## What is asked:
Select every line in the rows below that contains the word "wing", and copy each one.

## Recorded data:
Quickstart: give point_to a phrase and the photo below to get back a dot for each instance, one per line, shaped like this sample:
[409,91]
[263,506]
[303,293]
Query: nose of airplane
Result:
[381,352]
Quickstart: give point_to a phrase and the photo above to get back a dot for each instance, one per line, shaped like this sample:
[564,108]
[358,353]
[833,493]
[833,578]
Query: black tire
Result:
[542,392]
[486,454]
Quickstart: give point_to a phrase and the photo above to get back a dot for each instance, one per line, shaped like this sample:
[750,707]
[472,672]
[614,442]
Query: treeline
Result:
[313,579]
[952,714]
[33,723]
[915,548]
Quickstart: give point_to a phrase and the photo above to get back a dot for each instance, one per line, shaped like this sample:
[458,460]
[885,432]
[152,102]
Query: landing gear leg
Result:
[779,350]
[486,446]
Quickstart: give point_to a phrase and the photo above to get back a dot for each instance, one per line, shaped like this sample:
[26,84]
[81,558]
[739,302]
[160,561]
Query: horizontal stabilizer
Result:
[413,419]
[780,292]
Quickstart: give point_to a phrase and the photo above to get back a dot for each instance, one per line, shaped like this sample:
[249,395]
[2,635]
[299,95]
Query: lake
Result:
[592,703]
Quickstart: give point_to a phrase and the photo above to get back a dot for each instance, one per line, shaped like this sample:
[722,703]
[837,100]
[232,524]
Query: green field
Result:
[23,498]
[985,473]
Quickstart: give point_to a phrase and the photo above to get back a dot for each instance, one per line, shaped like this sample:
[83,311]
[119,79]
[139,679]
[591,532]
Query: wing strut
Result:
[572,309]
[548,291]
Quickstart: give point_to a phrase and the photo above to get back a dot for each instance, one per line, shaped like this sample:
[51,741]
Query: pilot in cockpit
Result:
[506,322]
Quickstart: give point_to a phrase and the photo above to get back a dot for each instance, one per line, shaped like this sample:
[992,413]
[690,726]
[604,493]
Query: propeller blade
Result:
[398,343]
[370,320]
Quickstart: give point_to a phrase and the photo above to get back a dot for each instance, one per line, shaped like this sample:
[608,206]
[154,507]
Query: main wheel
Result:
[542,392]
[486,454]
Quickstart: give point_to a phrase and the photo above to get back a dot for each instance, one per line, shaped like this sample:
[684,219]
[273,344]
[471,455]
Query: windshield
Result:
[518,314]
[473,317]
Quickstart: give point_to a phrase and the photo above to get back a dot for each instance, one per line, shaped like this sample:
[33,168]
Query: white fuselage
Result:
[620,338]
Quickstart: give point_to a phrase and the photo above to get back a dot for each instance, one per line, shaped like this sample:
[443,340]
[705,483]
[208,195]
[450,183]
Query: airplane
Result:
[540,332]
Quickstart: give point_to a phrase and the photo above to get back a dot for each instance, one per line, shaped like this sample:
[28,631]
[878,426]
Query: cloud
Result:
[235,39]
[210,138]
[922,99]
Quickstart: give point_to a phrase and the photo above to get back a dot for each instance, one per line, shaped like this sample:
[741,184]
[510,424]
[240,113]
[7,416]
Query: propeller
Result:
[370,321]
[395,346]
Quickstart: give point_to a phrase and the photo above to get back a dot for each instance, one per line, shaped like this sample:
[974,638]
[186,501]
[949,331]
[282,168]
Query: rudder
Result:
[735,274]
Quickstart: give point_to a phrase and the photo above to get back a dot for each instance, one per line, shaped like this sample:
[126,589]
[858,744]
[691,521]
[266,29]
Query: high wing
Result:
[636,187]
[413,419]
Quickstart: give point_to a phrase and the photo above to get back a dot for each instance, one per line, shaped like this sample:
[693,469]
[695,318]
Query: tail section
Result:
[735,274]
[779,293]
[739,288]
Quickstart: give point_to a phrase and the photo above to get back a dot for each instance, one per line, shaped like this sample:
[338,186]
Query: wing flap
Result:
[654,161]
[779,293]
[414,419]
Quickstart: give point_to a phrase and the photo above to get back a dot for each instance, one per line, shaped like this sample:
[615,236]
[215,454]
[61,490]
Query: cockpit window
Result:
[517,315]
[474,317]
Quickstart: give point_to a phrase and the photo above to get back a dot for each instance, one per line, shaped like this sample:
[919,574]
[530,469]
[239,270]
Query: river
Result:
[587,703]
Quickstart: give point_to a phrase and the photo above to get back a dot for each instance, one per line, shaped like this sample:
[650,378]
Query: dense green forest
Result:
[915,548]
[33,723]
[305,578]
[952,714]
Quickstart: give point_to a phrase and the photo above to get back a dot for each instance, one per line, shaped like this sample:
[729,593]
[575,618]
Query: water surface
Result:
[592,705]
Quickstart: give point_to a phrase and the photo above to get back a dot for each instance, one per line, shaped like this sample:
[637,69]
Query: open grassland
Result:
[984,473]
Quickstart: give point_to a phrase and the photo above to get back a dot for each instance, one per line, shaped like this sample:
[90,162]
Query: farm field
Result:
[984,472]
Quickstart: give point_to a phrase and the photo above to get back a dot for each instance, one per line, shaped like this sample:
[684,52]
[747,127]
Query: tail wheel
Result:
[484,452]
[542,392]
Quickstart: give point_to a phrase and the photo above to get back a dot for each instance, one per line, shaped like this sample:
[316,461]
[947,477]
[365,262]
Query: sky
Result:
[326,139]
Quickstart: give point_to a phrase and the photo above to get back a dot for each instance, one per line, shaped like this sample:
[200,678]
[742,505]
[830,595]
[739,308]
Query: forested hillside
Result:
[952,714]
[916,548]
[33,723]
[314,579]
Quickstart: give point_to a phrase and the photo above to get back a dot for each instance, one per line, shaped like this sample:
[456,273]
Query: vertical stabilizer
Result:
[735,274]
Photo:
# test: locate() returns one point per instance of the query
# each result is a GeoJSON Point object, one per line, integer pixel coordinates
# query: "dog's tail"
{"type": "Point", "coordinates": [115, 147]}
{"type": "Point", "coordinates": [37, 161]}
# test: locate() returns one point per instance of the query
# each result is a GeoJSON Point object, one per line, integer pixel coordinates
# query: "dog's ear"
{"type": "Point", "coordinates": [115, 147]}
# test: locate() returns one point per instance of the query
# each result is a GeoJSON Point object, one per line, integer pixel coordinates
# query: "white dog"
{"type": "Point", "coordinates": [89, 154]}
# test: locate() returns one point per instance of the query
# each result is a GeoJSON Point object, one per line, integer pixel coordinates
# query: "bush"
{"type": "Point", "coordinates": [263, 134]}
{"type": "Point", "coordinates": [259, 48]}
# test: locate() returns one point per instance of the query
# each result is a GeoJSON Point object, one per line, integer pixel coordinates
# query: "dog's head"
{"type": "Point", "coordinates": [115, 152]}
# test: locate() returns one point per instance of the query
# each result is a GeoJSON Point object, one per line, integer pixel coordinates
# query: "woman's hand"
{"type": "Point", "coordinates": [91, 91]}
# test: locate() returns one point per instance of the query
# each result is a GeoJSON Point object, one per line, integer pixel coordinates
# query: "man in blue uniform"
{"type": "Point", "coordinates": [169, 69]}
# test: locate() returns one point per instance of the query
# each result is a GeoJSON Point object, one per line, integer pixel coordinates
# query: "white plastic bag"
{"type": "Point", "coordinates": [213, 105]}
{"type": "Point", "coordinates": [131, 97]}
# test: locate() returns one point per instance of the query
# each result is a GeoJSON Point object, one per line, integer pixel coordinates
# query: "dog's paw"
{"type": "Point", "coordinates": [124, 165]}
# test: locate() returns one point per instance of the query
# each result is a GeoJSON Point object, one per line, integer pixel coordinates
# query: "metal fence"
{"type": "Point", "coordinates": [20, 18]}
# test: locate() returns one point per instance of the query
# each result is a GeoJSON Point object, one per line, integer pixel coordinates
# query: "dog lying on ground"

## Written response:
Query: wing strut
Query: high wing
Query: wing flap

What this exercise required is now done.